■ What you have to do:
Resume the blog post about the neglect of people living with dementia, writing on from its final sentence.

■ Document extract:
_ _ _ _ _

I believe the neglect and abuse of people living with dementia is pervasive, persistent and systemic in North America, Australia and the United Kingdom. I have seen it myself and hear stories from care partners around the world on a daily basis. Still, much of it remains hidden because family members are reluctant to make incidents know for a variety of reasons I’ve blogged about previously (here and here).

When someone does go public, particularly with the kind of horrible neglect in this case from the UK, I feel it’s important to share. I hope you do too.

Shortly after I posted this, the post on Facebook was taken down; I don’t know why it might have been taken down, but here’s what it said:

“This post is regarding my dad who has vascular dementia and is in a nursing home in Salford, UK. I use the word “nursing “ loosely it should be abuse and neglect home on this occasion.The name of this place is B******* ****T part of the W****** Care Home it specialises in dementia care !!

_ _ _ _ _

■ Recorded information:
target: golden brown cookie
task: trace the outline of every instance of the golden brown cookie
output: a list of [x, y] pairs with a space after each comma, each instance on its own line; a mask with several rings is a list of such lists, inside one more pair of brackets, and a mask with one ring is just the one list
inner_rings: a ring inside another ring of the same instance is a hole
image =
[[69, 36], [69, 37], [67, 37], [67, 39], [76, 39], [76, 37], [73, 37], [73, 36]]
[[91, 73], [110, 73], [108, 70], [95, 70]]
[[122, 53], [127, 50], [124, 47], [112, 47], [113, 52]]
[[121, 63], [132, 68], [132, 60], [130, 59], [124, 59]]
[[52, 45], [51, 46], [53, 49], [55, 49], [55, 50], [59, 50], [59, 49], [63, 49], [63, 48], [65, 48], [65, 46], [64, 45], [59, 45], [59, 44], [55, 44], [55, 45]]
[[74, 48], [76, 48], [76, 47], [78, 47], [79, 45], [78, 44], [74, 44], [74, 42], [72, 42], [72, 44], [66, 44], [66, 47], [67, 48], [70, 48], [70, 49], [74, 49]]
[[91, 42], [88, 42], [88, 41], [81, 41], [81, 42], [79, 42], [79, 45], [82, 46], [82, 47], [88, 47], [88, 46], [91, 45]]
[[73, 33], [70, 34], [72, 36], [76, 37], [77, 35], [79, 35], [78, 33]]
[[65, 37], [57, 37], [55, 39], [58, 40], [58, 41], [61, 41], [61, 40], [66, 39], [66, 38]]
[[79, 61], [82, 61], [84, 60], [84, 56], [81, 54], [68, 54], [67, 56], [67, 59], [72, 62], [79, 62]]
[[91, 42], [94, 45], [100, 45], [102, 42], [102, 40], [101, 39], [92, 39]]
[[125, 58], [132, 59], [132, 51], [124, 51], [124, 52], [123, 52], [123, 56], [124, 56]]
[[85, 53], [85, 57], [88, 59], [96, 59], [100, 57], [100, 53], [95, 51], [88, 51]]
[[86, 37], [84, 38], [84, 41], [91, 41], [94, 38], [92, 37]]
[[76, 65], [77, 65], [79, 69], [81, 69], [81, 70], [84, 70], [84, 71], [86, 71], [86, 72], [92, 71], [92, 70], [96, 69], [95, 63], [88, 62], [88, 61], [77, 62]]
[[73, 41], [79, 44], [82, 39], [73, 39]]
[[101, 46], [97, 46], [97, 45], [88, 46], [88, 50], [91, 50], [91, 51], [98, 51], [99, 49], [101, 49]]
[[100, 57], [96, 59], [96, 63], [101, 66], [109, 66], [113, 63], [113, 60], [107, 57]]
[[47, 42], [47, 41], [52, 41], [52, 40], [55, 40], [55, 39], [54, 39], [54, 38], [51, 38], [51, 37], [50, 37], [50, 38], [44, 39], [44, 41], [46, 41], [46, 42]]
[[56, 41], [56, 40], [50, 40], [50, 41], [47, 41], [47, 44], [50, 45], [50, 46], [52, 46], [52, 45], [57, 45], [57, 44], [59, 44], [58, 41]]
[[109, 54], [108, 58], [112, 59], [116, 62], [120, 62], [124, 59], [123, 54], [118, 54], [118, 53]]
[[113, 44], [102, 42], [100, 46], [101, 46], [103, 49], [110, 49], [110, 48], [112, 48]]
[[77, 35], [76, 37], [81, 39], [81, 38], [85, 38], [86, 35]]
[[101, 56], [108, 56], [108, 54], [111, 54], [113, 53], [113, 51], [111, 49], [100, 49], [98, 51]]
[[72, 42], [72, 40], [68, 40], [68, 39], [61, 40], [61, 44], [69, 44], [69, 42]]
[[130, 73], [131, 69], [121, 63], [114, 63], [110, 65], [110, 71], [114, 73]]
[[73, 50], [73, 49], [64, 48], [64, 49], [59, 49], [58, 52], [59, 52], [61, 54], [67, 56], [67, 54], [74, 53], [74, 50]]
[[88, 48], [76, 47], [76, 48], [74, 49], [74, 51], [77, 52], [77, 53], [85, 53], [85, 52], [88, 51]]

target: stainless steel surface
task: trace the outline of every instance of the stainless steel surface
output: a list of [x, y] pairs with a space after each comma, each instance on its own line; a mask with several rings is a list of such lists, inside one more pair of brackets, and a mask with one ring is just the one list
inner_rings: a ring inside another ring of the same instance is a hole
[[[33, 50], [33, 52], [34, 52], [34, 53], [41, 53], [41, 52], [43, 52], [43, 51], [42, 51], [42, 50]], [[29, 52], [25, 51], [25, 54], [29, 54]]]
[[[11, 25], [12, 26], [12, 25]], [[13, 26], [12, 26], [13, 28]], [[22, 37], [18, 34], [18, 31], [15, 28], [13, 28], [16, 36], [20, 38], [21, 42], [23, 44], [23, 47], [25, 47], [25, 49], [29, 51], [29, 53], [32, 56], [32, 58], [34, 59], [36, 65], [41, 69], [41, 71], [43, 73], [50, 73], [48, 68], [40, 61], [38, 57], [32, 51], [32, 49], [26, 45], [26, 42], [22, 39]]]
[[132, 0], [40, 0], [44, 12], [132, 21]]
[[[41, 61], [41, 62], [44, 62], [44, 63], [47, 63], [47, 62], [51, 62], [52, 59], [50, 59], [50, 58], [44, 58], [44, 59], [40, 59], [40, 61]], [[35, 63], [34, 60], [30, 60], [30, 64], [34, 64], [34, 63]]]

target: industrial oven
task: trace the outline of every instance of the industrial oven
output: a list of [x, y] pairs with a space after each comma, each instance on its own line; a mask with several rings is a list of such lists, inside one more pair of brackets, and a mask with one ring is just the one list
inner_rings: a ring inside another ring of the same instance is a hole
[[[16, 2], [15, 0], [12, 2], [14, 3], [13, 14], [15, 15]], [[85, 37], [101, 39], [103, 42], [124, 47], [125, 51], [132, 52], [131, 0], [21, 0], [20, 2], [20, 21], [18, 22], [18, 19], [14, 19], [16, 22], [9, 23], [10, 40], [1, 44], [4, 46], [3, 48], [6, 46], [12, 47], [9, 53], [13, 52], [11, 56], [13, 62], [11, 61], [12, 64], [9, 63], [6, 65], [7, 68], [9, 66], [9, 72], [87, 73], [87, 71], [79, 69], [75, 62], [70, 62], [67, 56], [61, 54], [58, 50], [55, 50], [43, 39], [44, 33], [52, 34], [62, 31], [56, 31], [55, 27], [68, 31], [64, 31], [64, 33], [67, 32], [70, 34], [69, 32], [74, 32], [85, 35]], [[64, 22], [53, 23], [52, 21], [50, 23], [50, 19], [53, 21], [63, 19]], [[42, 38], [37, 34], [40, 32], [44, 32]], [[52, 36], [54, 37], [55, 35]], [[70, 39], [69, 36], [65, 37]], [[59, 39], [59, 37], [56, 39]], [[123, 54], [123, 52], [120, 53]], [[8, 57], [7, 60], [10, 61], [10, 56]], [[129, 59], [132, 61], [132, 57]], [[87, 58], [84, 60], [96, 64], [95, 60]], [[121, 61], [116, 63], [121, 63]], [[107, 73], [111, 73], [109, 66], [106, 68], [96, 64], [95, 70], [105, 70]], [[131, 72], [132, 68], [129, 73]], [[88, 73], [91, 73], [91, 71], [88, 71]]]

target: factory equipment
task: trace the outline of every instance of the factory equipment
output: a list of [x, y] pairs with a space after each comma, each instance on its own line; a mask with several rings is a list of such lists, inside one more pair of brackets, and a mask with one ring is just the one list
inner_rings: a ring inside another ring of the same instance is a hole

_ _ _ _ _

■ Answer to the problem:
During a visit from family on Thursday 18/1/18 my sister was informed that “he’s not very well today !!! This led to us then uncovering the reason why !!! He was covered in urine burns from his ankles to his back from being neglected and left lying in his own wee for god only knows how long to cause this damage, obviously causing a huge deterioration in his health not to mention the pain and agony he had to deal with😪..he is now in hospital ….

If this post helps stop this from happening to one more person then I’m glad I decided to post, so please share and please if you have loved ones in care homes be aware not all is as it seems.”

Here’s a list of things to consider when someone is having a “bad day” or behaving in a way that you or others find challenging: 101 potential causes of behaviour by people living with dementia that institutional care staff may find challenging.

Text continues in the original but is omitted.